>>>>

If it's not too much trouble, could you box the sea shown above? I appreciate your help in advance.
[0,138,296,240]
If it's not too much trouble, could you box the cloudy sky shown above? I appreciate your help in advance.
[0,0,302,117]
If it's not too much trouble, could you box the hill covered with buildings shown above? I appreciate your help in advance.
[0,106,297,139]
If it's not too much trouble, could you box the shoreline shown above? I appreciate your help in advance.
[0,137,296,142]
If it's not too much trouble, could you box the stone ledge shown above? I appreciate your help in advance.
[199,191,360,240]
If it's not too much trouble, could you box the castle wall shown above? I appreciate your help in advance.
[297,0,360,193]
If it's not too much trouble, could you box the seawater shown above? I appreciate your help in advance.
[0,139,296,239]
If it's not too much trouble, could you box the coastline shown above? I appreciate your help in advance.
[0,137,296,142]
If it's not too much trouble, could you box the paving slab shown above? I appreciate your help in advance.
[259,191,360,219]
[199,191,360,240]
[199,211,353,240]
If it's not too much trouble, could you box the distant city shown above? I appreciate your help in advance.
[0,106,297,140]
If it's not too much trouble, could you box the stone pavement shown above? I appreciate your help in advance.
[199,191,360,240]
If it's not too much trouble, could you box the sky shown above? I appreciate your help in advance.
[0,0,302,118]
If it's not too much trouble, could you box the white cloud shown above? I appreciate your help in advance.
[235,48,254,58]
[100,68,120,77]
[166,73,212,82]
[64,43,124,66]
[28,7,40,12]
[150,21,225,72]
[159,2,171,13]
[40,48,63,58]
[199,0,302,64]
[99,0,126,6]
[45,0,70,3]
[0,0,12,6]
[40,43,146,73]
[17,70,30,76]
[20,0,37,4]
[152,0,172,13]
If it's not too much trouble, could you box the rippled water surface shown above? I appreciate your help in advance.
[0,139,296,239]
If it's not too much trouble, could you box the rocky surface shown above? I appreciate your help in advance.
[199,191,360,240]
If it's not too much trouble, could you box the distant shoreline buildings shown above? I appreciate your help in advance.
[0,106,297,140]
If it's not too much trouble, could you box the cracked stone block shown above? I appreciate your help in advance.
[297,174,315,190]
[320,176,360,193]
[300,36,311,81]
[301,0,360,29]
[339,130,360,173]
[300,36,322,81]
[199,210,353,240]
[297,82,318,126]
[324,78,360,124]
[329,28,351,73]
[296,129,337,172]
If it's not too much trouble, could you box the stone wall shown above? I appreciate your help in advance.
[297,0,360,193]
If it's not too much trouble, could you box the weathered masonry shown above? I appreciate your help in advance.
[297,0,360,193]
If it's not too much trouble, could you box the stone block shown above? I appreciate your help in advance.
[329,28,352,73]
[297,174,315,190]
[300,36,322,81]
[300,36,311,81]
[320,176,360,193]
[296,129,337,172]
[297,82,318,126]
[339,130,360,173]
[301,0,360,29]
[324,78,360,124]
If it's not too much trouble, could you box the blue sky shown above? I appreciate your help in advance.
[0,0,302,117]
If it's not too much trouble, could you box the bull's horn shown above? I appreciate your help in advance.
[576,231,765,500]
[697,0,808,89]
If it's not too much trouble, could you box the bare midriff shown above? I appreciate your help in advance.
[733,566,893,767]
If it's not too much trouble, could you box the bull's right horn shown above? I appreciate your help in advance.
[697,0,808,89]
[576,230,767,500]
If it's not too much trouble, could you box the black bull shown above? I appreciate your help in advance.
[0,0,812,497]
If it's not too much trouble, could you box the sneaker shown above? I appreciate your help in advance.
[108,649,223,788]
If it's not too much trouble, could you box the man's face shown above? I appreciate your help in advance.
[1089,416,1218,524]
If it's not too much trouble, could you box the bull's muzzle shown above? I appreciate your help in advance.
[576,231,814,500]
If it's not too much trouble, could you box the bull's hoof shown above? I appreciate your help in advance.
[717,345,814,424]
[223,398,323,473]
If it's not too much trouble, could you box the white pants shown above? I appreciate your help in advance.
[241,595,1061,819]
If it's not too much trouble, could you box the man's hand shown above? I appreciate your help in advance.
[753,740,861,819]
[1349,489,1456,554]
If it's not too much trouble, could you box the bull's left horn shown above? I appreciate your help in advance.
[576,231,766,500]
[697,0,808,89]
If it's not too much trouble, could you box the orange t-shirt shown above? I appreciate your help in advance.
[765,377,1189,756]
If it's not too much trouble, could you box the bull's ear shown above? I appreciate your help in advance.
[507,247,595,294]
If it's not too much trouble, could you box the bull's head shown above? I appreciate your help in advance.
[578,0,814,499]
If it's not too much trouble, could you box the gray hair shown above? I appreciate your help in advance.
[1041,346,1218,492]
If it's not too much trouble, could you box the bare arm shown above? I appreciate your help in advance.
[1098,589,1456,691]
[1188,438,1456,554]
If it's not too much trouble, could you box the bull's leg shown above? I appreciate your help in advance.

<<<<

WORK TO BE COMPLETED
Arrange every line of the records above as a Markdown table with the columns "Row" and "Entry," numbering each row and omitting blank lines.

ANSWER IN FULL
| Row | Entry |
|---|---|
| 1 | If it's not too much trouble, could you box the sea shown above? I appreciate your help in advance. |
| 2 | [0,138,296,240] |
| 3 | If it's not too much trouble, could you box the cloudy sky shown above? I appreciate your help in advance. |
| 4 | [0,0,302,117] |
| 5 | If it's not too much trouble, could you box the hill covered with buildings shown above? I appreciate your help in advance. |
| 6 | [0,106,297,139] |
| 7 | If it's not too much trouble, could you box the shoreline shown above? I appreciate your help in advance. |
| 8 | [0,137,296,142] |
| 9 | If it's not too much trouble, could you box the stone ledge shown above? I appreciate your help in advance. |
| 10 | [199,191,360,240] |
| 11 | If it's not too much trouble, could you box the castle wall shown above? I appreciate your help in advance. |
| 12 | [297,0,360,193] |
| 13 | If it's not too much trouble, could you box the seawater shown above? I appreciate your help in advance. |
| 14 | [0,139,296,239] |
| 15 | If it's not too much trouble, could you box the coastline shown above? I appreciate your help in advance. |
| 16 | [0,137,296,142] |
| 17 | If it's not too much trouble, could you box the paving slab shown above? I appreciate your help in advance. |
| 18 | [259,191,360,219] |
| 19 | [199,191,360,240] |
| 20 | [199,211,353,240] |
| 21 | If it's not too much trouble, could you box the distant city shown above? I appreciate your help in advance. |
| 22 | [0,106,297,140] |
| 23 | If it's not too much trouble, could you box the stone pavement shown above? I appreciate your help in advance. |
| 24 | [199,191,360,240] |
| 25 | If it's not too much trouble, could you box the sky shown above? I appreciate your help in advance. |
| 26 | [0,0,302,118] |
| 27 | If it's not too much trouble, could you box the white cloud shown above? I appreciate your help in advance. |
| 28 | [235,48,254,58] |
| 29 | [100,68,120,77] |
| 30 | [166,73,212,82] |
| 31 | [64,43,124,66] |
| 32 | [28,7,40,12] |
| 33 | [150,21,225,72] |
| 34 | [159,2,171,13] |
| 35 | [40,48,63,58] |
| 36 | [199,0,302,64] |
| 37 | [99,0,126,6] |
| 38 | [45,0,70,3] |
| 39 | [0,0,12,6] |
| 40 | [40,43,146,73] |
| 41 | [17,70,30,76] |
| 42 | [20,0,37,4] |
| 43 | [152,0,172,13] |
| 44 | If it's not too much trouble, could you box the rippled water surface shown above? I appreciate your help in advance. |
| 45 | [0,139,296,239] |
| 46 | If it's not too much trouble, could you box the rocky surface shown above? I appreciate your help in advance. |
| 47 | [199,191,360,240] |
| 48 | If it's not too much trouble, could you box the distant shoreline buildings shown above? I appreciate your help in advance. |
| 49 | [0,106,297,140] |
| 50 | If it's not too much trouble, could you box the cracked stone block shown above? I appreciate your help in advance. |
| 51 | [297,174,315,190] |
| 52 | [320,176,360,193] |
| 53 | [300,36,311,81] |
| 54 | [301,0,360,29] |
| 55 | [339,130,360,173] |
| 56 | [300,36,322,81] |
| 57 | [199,210,353,240] |
| 58 | [297,82,318,126] |
| 59 | [324,78,360,124] |
| 60 | [329,28,351,73] |
| 61 | [296,129,337,172] |
| 62 | If it's not too much trouble, could you box the stone wall shown above? I appreciate your help in advance. |
| 63 | [297,0,360,193] |
| 64 | If it's not too much trouble, could you box the weathered masonry shown above? I appreciate your help in advance. |
| 65 | [297,0,360,193] |
| 66 | If it's not too much trouble, could you box the stone block shown above? I appreciate your help in advance. |
| 67 | [329,28,352,73] |
| 68 | [297,174,315,190] |
| 69 | [300,36,322,81] |
| 70 | [300,36,311,81] |
| 71 | [320,176,360,193] |
| 72 | [296,129,337,172] |
| 73 | [297,82,318,126] |
| 74 | [339,130,360,173] |
| 75 | [301,0,360,29] |
| 76 | [324,78,360,124] |
| 77 | If it's not too much trouble, could you box the blue sky shown above? I appreciate your help in advance. |
| 78 | [0,0,302,117] |
| 79 | If it's not too much trouble, could you box the bull's horn shown above? I appreciate your help in advance. |
| 80 | [576,231,765,500] |
| 81 | [697,0,808,89] |
| 82 | If it's not too much trouble, could you box the bare midriff shown above? I appreciate your help in advance. |
| 83 | [733,566,893,767] |
| 84 | If it's not too much trouble, could you box the bull's right horn shown above? I appreciate your help in advance. |
| 85 | [697,0,808,89] |
| 86 | [576,230,767,500] |
| 87 | If it's not too much trouble, could you box the black bull shown above? I appreciate your help in advance. |
| 88 | [0,0,812,497] |
| 89 | If it's not too much trouble, could you box the sneaker shown above? I appreciate your help in advance. |
| 90 | [108,649,223,788] |
| 91 | If it's not too much trouble, could you box the man's face shown above? I appreciate your help in advance. |
| 92 | [1089,416,1218,524] |
| 93 | If it's not too much trouble, could you box the bull's muzzle shown above? I appreciate your help in advance. |
| 94 | [576,231,814,500] |
| 95 | If it's not too much trouble, could you box the bull's hoof shown above? I appreciate your help in advance. |
| 96 | [717,345,814,424] |
| 97 | [223,398,323,473] |
| 98 | If it's not too much trouble, could you box the white pants shown above? I appreciate your help in advance. |
| 99 | [241,595,1061,819] |
| 100 | If it's not too much trouble, could you box the man's hand shown above? I appreciate your help in advance. |
| 101 | [753,740,861,819] |
| 102 | [1349,489,1456,554] |
| 103 | If it's not too much trouble, could you box the bull's left horn shown above? I appreciate your help in advance. |
| 104 | [576,231,766,500] |
| 105 | [697,0,808,89] |
| 106 | If it's not too much trouble, could you box the orange t-shirt shown above? I appreciate your help in advance. |
| 107 | [765,377,1189,756] |
| 108 | If it's not too much trouble, could you box the bull's ear shown above? I appreciate your help in advance. |
| 109 | [507,247,595,294] |
| 110 | If it's not too much trouble, could you box the bull's head shown above? I appreciate your help in advance. |
| 111 | [578,0,814,499] |
| 112 | If it's not too much trouble, could you box the gray hair shown above? I appreciate your help in advance. |
| 113 | [1041,346,1218,492] |
| 114 | If it's not too much trouble, could you box the bare arm shown above? I appreciate your help in advance. |
| 115 | [1098,589,1456,691] |
| 116 | [1188,438,1456,554] |
| 117 | If it's not too much trouble, could you box the bull's leg shown above? I appreciate your help in advance. |